Direction: Copy the following records word for word, all of them, keeping every line as it is.
───
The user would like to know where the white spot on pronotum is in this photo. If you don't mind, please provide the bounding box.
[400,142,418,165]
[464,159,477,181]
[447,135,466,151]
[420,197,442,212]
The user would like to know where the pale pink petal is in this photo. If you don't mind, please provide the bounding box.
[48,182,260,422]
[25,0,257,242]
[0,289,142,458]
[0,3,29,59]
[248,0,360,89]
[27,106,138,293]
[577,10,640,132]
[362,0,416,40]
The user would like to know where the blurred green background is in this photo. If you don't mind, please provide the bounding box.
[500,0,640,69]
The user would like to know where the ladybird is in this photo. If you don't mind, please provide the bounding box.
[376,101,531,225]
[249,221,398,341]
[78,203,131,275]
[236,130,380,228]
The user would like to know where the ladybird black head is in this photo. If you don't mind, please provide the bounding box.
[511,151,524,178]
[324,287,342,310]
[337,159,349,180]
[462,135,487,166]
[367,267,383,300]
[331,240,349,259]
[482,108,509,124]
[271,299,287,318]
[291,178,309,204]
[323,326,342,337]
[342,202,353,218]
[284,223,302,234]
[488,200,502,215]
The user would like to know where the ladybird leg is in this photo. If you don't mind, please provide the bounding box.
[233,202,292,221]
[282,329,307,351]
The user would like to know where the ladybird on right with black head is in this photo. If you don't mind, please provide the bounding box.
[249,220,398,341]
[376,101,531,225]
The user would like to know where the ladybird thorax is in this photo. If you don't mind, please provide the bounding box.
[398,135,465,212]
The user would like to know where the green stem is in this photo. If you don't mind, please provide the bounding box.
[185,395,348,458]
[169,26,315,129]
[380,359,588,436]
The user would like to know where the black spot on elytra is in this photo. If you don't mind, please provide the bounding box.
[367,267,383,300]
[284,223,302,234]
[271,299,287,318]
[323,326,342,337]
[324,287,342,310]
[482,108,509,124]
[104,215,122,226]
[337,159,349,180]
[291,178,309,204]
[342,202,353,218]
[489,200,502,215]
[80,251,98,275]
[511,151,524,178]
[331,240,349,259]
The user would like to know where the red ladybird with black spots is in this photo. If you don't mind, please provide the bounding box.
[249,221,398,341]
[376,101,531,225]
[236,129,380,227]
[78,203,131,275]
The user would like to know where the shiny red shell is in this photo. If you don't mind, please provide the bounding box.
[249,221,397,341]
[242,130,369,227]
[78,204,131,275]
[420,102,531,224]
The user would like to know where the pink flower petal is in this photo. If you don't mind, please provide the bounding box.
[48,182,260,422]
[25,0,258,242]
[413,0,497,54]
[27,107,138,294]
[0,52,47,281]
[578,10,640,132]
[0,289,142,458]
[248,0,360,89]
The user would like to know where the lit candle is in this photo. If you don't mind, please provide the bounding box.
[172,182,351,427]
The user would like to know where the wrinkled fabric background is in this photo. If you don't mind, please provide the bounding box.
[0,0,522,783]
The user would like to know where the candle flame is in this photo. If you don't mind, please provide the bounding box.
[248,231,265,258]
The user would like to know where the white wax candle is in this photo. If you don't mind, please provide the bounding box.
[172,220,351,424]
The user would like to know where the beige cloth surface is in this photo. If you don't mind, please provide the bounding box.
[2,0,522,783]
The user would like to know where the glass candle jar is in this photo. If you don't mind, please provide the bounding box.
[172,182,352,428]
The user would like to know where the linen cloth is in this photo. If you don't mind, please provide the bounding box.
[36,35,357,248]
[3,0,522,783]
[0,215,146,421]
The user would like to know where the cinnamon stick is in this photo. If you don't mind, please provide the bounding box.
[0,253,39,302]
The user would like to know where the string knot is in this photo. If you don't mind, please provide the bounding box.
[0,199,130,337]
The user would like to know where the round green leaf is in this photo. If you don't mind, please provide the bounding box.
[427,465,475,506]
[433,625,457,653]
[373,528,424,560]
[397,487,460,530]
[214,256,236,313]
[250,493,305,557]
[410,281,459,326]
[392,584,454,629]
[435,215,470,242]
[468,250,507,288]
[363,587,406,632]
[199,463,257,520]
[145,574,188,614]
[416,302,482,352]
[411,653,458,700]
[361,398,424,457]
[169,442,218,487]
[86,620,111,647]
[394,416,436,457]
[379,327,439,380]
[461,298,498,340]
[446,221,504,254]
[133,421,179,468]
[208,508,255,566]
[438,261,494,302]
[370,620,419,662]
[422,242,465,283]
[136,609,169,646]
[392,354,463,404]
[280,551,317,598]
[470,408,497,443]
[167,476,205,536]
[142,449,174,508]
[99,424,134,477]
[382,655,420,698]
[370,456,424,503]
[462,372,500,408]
───
Complete response:
The user would like to know where the white spot on pronotum is in this photo. If you don't mind, please provide the bounding box.
[400,142,418,165]
[464,159,477,181]
[447,135,466,151]
[420,197,442,212]
The user would like to know where the pale pink petal is in this photo. If you don't mind, please provide the bounding box.
[48,182,260,422]
[25,0,257,242]
[0,289,142,458]
[0,3,29,59]
[248,0,360,89]
[27,106,138,293]
[577,10,640,132]
[362,0,416,40]
The user would like to know where the blurred green background is in this photo. If you don't mind, please provide the bounding box.
[500,0,640,69]
The user would like to know where the ladybird is in this photo. If you don't mind, please provide the bounding box.
[376,101,531,225]
[249,221,398,341]
[78,203,131,275]
[236,130,380,228]
The user would like to know where the ladybird black head is in this photo. If you don't mind, please provide the bounding box.
[511,151,524,178]
[324,287,342,310]
[337,159,349,180]
[462,135,487,166]
[367,267,383,300]
[331,240,349,259]
[482,108,509,124]
[271,299,287,318]
[291,178,309,204]
[323,326,342,337]
[342,202,353,218]
[284,223,302,234]
[488,200,502,215]
The user would like to know where the ladybird leg is in this photo. If you don't mind, please provide the bounding box.
[233,202,292,221]
[282,329,307,351]
The user would like to know where the ladybird on right with black head is in this photo. If you don't mind, please provide the bounding box.
[249,220,398,341]
[376,101,531,225]
The user would like to know where the ladybird thorax is in this photo. If you don't mind, please provide the bounding box.
[398,135,465,212]
The user would like to know where the green stem is in this photo. If you don't mind, please provide the bounding box.
[185,395,348,458]
[169,26,315,129]
[380,359,588,436]
The user would like to know where the black spot on elytra is in this photo. If you don't mind, please provide the bounding box.
[367,267,383,300]
[284,223,302,234]
[271,299,287,318]
[323,326,342,337]
[324,287,342,310]
[482,108,509,124]
[104,215,122,226]
[337,159,349,180]
[291,178,309,204]
[342,202,353,218]
[489,200,502,215]
[80,251,98,275]
[511,151,524,178]
[331,240,349,259]
The user would like to know where the red ladybird with black spots is in this photo. If you don't mind, please provide the bounding box.
[249,221,398,341]
[376,101,531,225]
[236,129,380,227]
[78,203,131,275]
The user would like to know where the shiny red shell is in this photo. If you don't mind, please provide the bounding box.
[249,221,397,341]
[242,130,369,227]
[78,204,131,275]
[420,102,531,224]
The user would like to know where the pink flower petal is in this photo. If you don't mind, please provide the bounding box.
[48,182,260,422]
[25,0,258,242]
[413,0,497,54]
[27,107,138,294]
[0,52,47,281]
[578,10,640,132]
[0,289,142,458]
[248,0,360,89]
The user would like to know where the lit candle is in this photo. If you don't mind, please provide the bounding box.
[172,182,351,427]
The user would like to know where the wrinkled fabric background is in this photo. If you don't mind, please provide the bounding box.
[0,0,522,783]
The user would like to know where the candle flame is in this photo. If you don't mind, please provide the bounding box.
[248,231,265,258]
The user would like to know where the white wax candle is in this photo. If you don't mind, please provide the bounding box.
[172,220,351,424]
The user would like to know where the beige cloth surface is in this photo. If you don't mind, please provide the bounding box.
[2,0,522,783]
The user would like to know where the glass candle jar is in this photo. If you don't mind, please provide the bounding box.
[172,182,352,428]
The user would like to know where the linen cloth is in this photo. If you don't mind, please provide the bounding box.
[36,35,357,248]
[3,0,522,783]
[0,215,146,421]
The user would like to know where the cinnamon stick is in this photo. If you don't mind, please provide the bounding box.
[0,253,39,302]
The user would like to know where the string knot is in this photo. If you don't mind, please provide the bounding box.
[0,199,130,337]
The user would like to know where the round green leaf is in this photo. If you don't mind, please provide the bounding box.
[427,465,475,506]
[433,625,457,653]
[373,528,424,560]
[397,487,460,530]
[214,256,236,313]
[250,493,305,557]
[410,281,459,326]
[392,584,454,629]
[435,215,470,242]
[468,250,507,288]
[363,587,406,632]
[199,463,257,520]
[145,574,188,614]
[416,302,482,352]
[411,653,458,700]
[361,398,424,457]
[169,442,218,487]
[86,620,111,647]
[394,416,436,457]
[379,327,439,380]
[461,298,498,340]
[446,221,504,254]
[133,421,179,468]
[208,508,255,566]
[438,261,494,302]
[370,620,419,662]
[422,242,465,283]
[136,609,169,646]
[392,354,463,404]
[280,551,317,598]
[470,408,497,443]
[167,476,205,536]
[142,449,174,508]
[99,424,134,477]
[382,655,420,698]
[370,456,424,503]
[462,372,500,408]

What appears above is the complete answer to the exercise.